- [Consigne écrite 1] Recopiez à l'identique les enregistrements, de la ligne contenant "Locate the shadow" jusqu'à la fin des enregistrements, ces deux bornes comprises.

- [Extrait]
((
Est-ce que j’ai répondu suffisamment à votre question ? Mais je n’ai pas la solution. Mon rêve, c’est d’arriver à faire changer les statuts, comme je crois que j’ai pu influencé les changements dans la Constitution française. Il faut maintenant que la France prenne ça en main car elle a un grand rôle à jouer. Ce n’est pas encore bien parti, mais on verra après.

 

Un étudiant : On parle beaucoup de biodiversité en ce moment et on trouve que c’est très difficile de trouver un angle d’attaque économique sur ce sujet. Est ce que WWW travaille, comme il le fait sur d’autres sujets, à évaluer la valeur économique de la biodiversité ?

 

CdM : Non, pas sur la valeur économique de la biodiversité mais on le fait par la publication des trois indicateurs dont je vous ai parlé. Je pense que ce n’est pas le rôle du WWF de se substituer à l’économique. Toute organisation ne doit pas perdre son âme originelle. C’est ça qui est difficile : jusqu’où devons-nous aller par rapport au capital que nous avons, qui est une compétence ancrée dans un organisme de Protection de la Nature ? Je pense qu’aujourd’hui on va très loin, et il faut faire attention de ne pas aller trop loin et de ne pas perdre notre crédibilité. Il y a une marge a ne pas dépassé.

Je vous conseille une infolettre qui sort tous les trimestres sur l’empreinte écologique. Ils en sont au deuxième numéro, elle fait un bilan de tous les indicateurs composites qui existent, dont un que je trouve intéressant car il est publié par la Banque Mondiale. Comme il y a cette crédibilité, c’est quelque chose qu’on peut utiliser et qui prend l’épargne en compte. Il est sur le site Internet du WWF, vous devriez aller le voir.
))
- [Consigne écrite 2] Relevez mot pour mot, dans l'extrait, le passage allant de "Un étudiant : On" jusqu'à "la biodiversité ?" inclus.

- [Liste des enregistrements]
((
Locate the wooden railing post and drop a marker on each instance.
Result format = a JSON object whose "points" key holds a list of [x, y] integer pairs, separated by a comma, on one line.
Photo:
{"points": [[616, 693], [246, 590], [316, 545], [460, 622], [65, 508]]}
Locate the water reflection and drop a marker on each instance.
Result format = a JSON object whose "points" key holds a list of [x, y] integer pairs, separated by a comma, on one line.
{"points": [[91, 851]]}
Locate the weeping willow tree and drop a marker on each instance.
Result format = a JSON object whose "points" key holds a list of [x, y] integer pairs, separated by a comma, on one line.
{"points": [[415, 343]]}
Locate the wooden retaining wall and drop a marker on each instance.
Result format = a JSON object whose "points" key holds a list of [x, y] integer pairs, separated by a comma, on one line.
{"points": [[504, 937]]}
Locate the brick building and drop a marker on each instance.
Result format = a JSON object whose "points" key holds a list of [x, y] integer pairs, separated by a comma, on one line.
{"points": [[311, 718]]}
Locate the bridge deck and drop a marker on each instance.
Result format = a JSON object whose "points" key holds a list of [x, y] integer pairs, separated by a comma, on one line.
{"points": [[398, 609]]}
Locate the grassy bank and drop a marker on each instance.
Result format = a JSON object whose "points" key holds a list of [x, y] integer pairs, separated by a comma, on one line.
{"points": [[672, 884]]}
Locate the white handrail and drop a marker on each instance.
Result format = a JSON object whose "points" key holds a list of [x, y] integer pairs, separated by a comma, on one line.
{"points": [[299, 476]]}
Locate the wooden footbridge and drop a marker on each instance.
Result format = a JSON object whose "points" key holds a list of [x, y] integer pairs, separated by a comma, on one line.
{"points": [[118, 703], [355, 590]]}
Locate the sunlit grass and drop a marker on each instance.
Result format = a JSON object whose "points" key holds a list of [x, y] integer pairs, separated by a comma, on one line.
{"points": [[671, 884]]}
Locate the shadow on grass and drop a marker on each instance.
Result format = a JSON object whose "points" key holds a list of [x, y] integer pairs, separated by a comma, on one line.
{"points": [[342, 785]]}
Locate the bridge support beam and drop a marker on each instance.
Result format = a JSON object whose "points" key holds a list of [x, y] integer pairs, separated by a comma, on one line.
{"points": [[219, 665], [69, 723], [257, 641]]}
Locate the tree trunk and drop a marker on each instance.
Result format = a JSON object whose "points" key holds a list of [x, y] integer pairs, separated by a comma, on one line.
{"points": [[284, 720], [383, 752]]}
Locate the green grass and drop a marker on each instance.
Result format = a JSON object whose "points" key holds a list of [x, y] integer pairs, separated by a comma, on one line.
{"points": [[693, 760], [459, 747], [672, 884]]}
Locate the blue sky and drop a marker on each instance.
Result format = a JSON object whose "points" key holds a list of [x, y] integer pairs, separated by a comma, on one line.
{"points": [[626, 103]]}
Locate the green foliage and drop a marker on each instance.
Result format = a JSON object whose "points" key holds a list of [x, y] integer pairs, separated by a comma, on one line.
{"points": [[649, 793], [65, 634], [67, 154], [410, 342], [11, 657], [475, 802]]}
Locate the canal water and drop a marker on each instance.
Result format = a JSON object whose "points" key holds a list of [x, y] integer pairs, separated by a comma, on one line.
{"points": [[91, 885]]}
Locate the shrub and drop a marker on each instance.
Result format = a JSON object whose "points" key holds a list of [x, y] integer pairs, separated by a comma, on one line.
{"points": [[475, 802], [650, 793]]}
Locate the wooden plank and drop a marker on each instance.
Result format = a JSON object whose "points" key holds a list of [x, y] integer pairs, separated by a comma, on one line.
))
- [Réponse finale 1]
Locate the shadow on grass and drop a marker on each instance.
Result format = a JSON object whose "points" key holds a list of [x, y] integer pairs, separated by a comma, on one line.
{"points": [[342, 785]]}
Locate the bridge support beam and drop a marker on each instance.
Result format = a JSON object whose "points" key holds a list of [x, y] integer pairs, separated by a comma, on one line.
{"points": [[219, 665], [69, 723], [257, 641]]}
Locate the tree trunk and drop a marker on each instance.
Result format = a JSON object whose "points" key holds a list of [x, y] integer pairs, separated by a comma, on one line.
{"points": [[284, 720], [383, 752]]}
Locate the green grass and drop a marker on each instance.
Result format = a JSON object whose "points" key holds a list of [x, y] integer pairs, separated by a comma, on one line.
{"points": [[693, 760], [459, 747], [672, 884]]}
Locate the blue sky and drop a marker on each instance.
Result format = a JSON object whose "points" key holds a list of [x, y] integer pairs, separated by a comma, on one line.
{"points": [[626, 103]]}
Locate the green foliage and drop a marker on each instance.
Result format = a JSON object whose "points" key holds a list of [x, y] integer pairs, separated by a comma, on one line.
{"points": [[649, 793], [65, 634], [67, 154], [410, 342], [11, 657], [475, 802]]}
Locate the canal water and drop a marker on each instance.
Result format = a JSON object whose "points" key holds a list of [x, y] integer pairs, separated by a comma, on one line.
{"points": [[91, 885]]}
Locate the shrub and drop a marker on each instance.
Result format = a JSON object whose "points" key holds a list of [x, y] integer pairs, separated by a comma, on one line.
{"points": [[475, 802], [650, 793]]}
Locate the wooden plank and drop a marker on each instance.
Result format = a JSON object whose "points" key holds a list of [x, y] integer pairs, separated by a comma, on one line.

- [Réponse finale 2]
Un étudiant : On parle beaucoup de biodiversité en ce moment et on trouve que c’est très difficile de trouver un angle d’attaque économique sur ce sujet. Est ce que WWW travaille, comme il le fait sur d’autres sujets, à évaluer la valeur économique de la biodiversité ?